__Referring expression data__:
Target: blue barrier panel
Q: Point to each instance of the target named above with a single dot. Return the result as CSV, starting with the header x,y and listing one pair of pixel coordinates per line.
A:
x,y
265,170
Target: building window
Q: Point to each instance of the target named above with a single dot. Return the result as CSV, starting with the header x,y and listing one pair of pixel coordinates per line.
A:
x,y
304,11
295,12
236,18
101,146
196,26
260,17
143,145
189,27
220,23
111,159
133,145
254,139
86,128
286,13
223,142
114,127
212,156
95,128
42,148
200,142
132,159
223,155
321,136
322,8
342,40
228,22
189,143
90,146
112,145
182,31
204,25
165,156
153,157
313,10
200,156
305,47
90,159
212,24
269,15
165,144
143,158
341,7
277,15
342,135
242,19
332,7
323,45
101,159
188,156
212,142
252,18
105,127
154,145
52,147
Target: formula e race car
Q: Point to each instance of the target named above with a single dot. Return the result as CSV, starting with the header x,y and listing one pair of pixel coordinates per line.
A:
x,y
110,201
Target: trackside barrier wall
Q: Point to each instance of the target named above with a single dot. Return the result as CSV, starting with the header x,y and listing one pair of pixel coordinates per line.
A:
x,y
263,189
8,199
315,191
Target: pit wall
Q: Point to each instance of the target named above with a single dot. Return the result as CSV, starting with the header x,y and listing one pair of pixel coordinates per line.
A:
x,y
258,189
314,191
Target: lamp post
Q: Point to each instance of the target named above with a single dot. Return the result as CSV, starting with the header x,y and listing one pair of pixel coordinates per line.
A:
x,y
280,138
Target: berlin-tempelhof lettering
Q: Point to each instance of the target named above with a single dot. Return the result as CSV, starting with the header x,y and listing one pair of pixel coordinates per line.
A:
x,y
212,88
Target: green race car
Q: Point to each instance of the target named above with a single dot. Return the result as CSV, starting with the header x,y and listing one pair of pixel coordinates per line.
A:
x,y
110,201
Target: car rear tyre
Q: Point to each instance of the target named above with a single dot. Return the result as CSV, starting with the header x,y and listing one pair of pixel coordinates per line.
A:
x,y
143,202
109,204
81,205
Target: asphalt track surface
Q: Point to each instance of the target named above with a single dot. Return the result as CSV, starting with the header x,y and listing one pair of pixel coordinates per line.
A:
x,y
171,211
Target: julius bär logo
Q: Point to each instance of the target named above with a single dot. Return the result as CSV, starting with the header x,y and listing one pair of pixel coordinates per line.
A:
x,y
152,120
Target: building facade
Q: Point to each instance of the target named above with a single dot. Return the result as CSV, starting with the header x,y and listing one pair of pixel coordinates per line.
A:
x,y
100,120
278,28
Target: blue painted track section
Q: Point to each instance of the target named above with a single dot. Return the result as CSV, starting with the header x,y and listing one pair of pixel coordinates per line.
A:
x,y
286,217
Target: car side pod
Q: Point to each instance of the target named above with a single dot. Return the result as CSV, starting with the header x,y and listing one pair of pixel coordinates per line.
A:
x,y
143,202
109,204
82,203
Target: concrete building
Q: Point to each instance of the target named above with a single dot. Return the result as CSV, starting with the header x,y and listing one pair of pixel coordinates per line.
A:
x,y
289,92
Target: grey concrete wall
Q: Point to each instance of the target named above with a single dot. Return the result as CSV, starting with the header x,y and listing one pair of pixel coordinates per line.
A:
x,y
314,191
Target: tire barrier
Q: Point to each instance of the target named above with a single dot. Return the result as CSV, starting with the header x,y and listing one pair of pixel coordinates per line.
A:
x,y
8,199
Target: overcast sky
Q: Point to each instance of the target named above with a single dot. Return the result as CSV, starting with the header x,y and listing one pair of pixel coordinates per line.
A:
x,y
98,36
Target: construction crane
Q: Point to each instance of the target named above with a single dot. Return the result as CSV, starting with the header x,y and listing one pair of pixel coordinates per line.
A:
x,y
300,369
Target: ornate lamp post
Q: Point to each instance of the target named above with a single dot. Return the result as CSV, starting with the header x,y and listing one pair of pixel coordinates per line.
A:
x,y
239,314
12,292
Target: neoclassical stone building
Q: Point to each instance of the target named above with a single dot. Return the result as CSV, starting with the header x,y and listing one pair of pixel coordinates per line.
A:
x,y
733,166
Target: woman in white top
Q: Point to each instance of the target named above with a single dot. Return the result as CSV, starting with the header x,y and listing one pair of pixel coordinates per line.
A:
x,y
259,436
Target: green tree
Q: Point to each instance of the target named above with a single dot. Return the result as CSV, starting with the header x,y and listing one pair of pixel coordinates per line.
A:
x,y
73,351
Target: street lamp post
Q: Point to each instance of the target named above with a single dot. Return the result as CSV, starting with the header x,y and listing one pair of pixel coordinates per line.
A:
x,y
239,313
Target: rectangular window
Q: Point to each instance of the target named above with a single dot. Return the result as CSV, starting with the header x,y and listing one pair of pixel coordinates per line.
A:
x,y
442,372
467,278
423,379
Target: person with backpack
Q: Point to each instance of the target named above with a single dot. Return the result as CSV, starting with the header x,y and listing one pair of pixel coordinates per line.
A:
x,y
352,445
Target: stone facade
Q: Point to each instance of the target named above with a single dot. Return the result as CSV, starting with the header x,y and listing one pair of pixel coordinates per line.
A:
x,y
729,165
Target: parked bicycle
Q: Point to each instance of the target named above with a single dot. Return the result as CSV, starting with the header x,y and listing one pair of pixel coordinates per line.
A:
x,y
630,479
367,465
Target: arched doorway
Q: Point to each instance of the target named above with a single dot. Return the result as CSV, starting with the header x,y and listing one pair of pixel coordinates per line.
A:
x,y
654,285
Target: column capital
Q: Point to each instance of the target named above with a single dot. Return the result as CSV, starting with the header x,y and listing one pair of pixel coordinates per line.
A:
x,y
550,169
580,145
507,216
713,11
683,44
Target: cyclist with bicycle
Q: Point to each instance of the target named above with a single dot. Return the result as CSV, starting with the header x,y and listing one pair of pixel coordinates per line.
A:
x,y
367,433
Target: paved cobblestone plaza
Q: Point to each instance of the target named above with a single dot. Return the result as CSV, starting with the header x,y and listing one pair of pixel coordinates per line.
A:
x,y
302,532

__Problem statement__:
Please copy each record shown above exactly.

__Exercise output__:
Target: blue barrier panel
Q: Point to each instance of the target named above with a single dot. Return the result as CSV, starting with the header x,y and listing one pair of pixel coordinates per line.
A:
x,y
265,170
Target: building window
Q: Point to each instance of the target named above with a single dot. Return the result as CSV, starting with the header x,y and listing one pair of pixel coordinates per line.
A:
x,y
304,11
295,12
236,18
101,146
196,26
260,17
143,145
189,27
220,23
111,159
133,145
254,139
86,128
286,13
223,142
114,127
212,156
95,128
42,148
200,142
132,159
223,155
321,136
322,8
342,40
228,22
189,143
90,146
112,145
182,31
204,25
165,156
153,157
313,10
200,156
305,47
90,159
212,24
269,15
165,144
143,158
341,7
277,15
342,135
242,19
332,7
323,45
101,159
188,156
212,142
252,18
105,127
154,145
52,147
Target: formula e race car
Q: Point to each instance of the target named above with a single dot. Return the result as CSV, starting with the header x,y and listing one pair of pixel coordinates per line.
A:
x,y
110,201
Target: trackside barrier wall
Q: Point to each instance of the target named above with a single dot. Return the result as CSV, starting with the header x,y and listing one pair of pixel coordinates per line.
A:
x,y
263,189
8,199
315,191
Target: pit wall
Q: Point to each instance of the target named above with a single dot. Return the result as CSV, starting with the header x,y and listing one pair of pixel coordinates per line.
A:
x,y
258,189
314,191
Target: lamp post
Q: Point to each instance of the target named above with a single dot. Return the result as CSV, starting with the header x,y and listing one pair of pixel coordinates per line.
A:
x,y
280,138
Target: berlin-tempelhof lettering
Q: Point to each instance of the target named above with a single dot. Return the result as CSV, starting with the header x,y and listing one pair of pixel coordinates per line.
A:
x,y
212,88
Target: green race car
Q: Point to each instance of the target named above with a single dot. Return the result as CSV, starting with the header x,y and listing one pair of pixel coordinates per line.
A:
x,y
110,201
Target: car rear tyre
Q: Point to each instance of the target named above with a single dot. Return the result as CSV, starting with the header x,y and listing one pair of pixel coordinates per line.
A:
x,y
143,202
109,204
81,205
Target: asphalt track surface
Q: Point to each instance of the target named above with a single dot. Return the result as CSV, starting with the header x,y and listing one pair of pixel coordinates per line.
A:
x,y
171,211
Target: julius bär logo
Q: Point to each instance of the target named above with a single dot. Return the result as CSV, starting with the header x,y and listing one pair of pixel coordinates per line.
A:
x,y
152,120
Target: building facade
Q: Point to each instance of the target named above with a single dot. Return the result as CSV, starting with the header x,y and listing one pair of pixel coordinates per line.
A:
x,y
100,120
278,28
Target: blue painted track section
Q: Point to each instance of the target named above with a single dot. Return the result as CSV, starting with the header x,y and listing one pair of pixel coordinates per line.
A:
x,y
286,217
Target: car side pod
Q: Point to each instance of the target named above with a single dot. Return the result as CSV, starting with the header x,y and listing one pair of pixel coordinates per line.
A:
x,y
143,202
109,204
82,203
Target: concrete building
Q: Point to each instance of the target named above with a single dot. Return the result as CSV, starting with the header x,y and listing one pair of pixel coordinates per line.
A:
x,y
289,92
Target: grey concrete wall
Q: Point to each instance of the target named above with a single dot. Return the result as CSV, starting with the header x,y and listing one pair of pixel coordinates per line.
A:
x,y
314,191
Target: tire barrier
Q: Point to each instance of the target named above with a single dot. Return the result as CSV, starting with the header x,y and listing one pair of pixel coordinates per line.
A:
x,y
8,199
Target: overcast sky
Q: Point to each instance of the target named above with a single dot. Return the result as CSV, starting with the header x,y and listing one pair of pixel coordinates per line.
A:
x,y
98,36
Target: construction crane
Q: Point to each instance of the target named above with a single dot. Return the result as CSV, starting with the header x,y and listing one pair of pixel coordinates per line.
A:
x,y
300,369
Target: ornate lamp post
Q: Point to each instance of the target named above with a single dot. Return the result as CSV, starting with the header x,y and listing one pair of pixel coordinates per line.
A:
x,y
239,314
12,292
Target: neoclassical stone building
Q: Point to each instance of the target named above with a single dot. Return the result as CSV, starting with the header x,y and listing one pair of pixel coordinates per line.
A:
x,y
733,166
Target: woman in white top
Q: Point to each instance of the target named above with a single dot. Return the result as CSV, starting with the header x,y and listing one pair of pixel coordinates per line.
A:
x,y
259,436
Target: green tree
Q: Point to each instance of the target named above with a single dot. Return the result as CSV, starting with the header x,y and listing one pair of pixel coordinates per line.
A:
x,y
73,351
Target: street lamp post
Q: Point to each instance of the target named above with a single dot. Return the result as CSV, starting with the header x,y and listing one pair of pixel coordinates per line.
A:
x,y
239,313
Target: rectangular window
Q: Point to each instance of the target named above with a single dot. Return the result as CSV, starting with the header x,y and listing one pair of pixel coordinates per line.
A:
x,y
442,372
467,278
423,379
Target: person with backpack
Q: Point to each instance of the target named above with a single dot. Return the result as CSV, starting with the header x,y and listing one pair of pixel coordinates per line.
A:
x,y
352,445
Target: stone facade
Q: Point to each instance of the target named above with a single dot. Return the result as CSV, starting with the header x,y and listing one pair of pixel coordinates per line.
A:
x,y
729,165
Target: parked bicycle
Q: Point to each instance of the target named above with a single dot. Return the result as CSV, starting with the header x,y and listing one pair of pixel coordinates per line.
A:
x,y
630,479
367,465
Target: arched doorway
Q: Point to each instance of the target named above with a single dot. Return the result as CSV, starting with the header x,y and listing one pair of pixel coordinates per line.
A:
x,y
654,285
Target: column capital
Q: Point to each instance of the target named above with a single dot. Return the result as CSV, starting with the header x,y and listing one pair of pixel coordinates per line.
A:
x,y
550,169
580,145
507,216
713,11
683,44
Target: cyclist with bicycle
Q: Point to each instance of the target named above with a single dot. Return the result as CSV, starting with the header x,y and listing one pair of pixel coordinates per line.
A:
x,y
367,433
Target: paved cobblestone plaza
Q: Point to each instance of the target named above with a single dot. Return the result as CSV, starting with the header x,y and listing one pair of pixel coordinates per line.
A:
x,y
302,532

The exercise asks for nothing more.